▸ PROBLEM STATEMENT: Please pull every line from the listing below that contains the word "rock". Case counts.

▸ GIVEN ENTRIES:
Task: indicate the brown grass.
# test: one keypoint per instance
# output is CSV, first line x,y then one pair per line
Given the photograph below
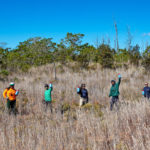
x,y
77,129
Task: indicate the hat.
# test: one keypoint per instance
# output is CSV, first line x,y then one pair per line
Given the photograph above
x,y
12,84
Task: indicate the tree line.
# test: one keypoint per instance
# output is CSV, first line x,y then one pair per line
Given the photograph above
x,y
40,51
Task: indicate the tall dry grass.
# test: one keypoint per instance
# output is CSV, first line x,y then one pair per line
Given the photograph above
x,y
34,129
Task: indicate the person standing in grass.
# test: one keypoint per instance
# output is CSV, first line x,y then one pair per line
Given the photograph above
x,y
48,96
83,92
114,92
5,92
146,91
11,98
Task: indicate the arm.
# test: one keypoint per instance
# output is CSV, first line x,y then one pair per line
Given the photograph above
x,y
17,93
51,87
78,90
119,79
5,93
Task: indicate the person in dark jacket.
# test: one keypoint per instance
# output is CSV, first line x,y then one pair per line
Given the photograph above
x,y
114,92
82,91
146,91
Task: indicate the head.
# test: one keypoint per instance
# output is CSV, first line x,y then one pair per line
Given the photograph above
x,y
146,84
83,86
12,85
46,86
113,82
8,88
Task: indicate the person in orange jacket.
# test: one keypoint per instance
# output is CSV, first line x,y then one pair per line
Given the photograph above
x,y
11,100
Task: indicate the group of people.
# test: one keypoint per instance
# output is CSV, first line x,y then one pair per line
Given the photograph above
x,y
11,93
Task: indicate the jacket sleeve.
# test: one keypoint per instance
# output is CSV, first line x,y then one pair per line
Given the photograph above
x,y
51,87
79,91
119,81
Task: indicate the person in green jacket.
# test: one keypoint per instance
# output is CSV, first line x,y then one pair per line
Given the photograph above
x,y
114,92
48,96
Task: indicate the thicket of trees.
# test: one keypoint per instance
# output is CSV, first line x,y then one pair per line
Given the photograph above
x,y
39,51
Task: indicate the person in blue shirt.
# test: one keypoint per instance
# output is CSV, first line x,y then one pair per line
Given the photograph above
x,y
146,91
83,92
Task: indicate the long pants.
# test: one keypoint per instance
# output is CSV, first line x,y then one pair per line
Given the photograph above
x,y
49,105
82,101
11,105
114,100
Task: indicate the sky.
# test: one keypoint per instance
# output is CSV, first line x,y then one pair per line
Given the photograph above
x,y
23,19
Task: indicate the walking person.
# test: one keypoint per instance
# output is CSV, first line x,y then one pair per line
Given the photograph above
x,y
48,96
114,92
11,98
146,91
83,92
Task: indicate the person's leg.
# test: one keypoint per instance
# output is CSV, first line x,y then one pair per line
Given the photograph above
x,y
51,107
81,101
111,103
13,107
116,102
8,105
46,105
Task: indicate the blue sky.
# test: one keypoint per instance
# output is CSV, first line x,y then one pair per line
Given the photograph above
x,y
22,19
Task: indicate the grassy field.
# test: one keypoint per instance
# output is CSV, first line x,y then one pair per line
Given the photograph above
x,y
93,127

--

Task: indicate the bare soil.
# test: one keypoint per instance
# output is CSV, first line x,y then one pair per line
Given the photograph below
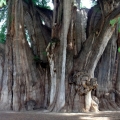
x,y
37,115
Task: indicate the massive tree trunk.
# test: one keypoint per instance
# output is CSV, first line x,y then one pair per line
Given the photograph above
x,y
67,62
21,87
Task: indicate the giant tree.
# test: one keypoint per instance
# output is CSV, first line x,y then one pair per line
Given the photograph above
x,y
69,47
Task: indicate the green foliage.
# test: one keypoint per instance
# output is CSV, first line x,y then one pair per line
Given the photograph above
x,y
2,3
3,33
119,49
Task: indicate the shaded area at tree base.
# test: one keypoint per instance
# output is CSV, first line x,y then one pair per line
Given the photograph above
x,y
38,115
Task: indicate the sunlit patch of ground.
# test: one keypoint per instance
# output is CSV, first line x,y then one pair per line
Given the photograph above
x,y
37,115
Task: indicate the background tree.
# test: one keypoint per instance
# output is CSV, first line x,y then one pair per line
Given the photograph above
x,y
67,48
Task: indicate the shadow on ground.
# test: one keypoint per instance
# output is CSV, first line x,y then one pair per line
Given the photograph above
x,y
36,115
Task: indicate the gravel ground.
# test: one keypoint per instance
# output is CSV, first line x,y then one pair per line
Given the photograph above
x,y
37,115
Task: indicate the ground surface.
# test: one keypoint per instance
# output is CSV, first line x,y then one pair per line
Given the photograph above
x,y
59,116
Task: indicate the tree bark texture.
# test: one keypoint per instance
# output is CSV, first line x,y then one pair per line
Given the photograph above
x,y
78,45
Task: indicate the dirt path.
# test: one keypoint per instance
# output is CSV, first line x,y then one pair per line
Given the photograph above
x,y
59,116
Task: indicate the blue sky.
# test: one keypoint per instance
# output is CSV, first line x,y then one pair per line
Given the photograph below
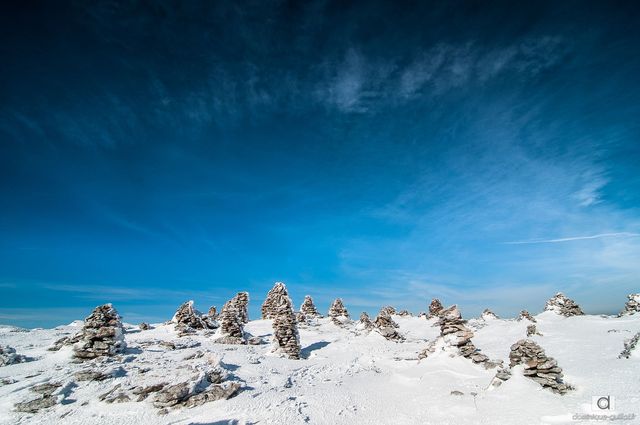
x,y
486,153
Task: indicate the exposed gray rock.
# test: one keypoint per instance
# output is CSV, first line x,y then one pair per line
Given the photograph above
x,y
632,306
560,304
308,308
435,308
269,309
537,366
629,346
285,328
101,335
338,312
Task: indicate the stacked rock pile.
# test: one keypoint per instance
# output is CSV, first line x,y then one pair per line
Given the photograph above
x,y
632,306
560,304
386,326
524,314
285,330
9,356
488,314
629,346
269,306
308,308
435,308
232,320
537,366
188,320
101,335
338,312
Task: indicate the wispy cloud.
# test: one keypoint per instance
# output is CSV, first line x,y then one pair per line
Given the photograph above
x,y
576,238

▸ RESPONSE TO THE EXERCISE:
Task: indicate the exposed gray rock.
Task: indicate the stacked rock pile.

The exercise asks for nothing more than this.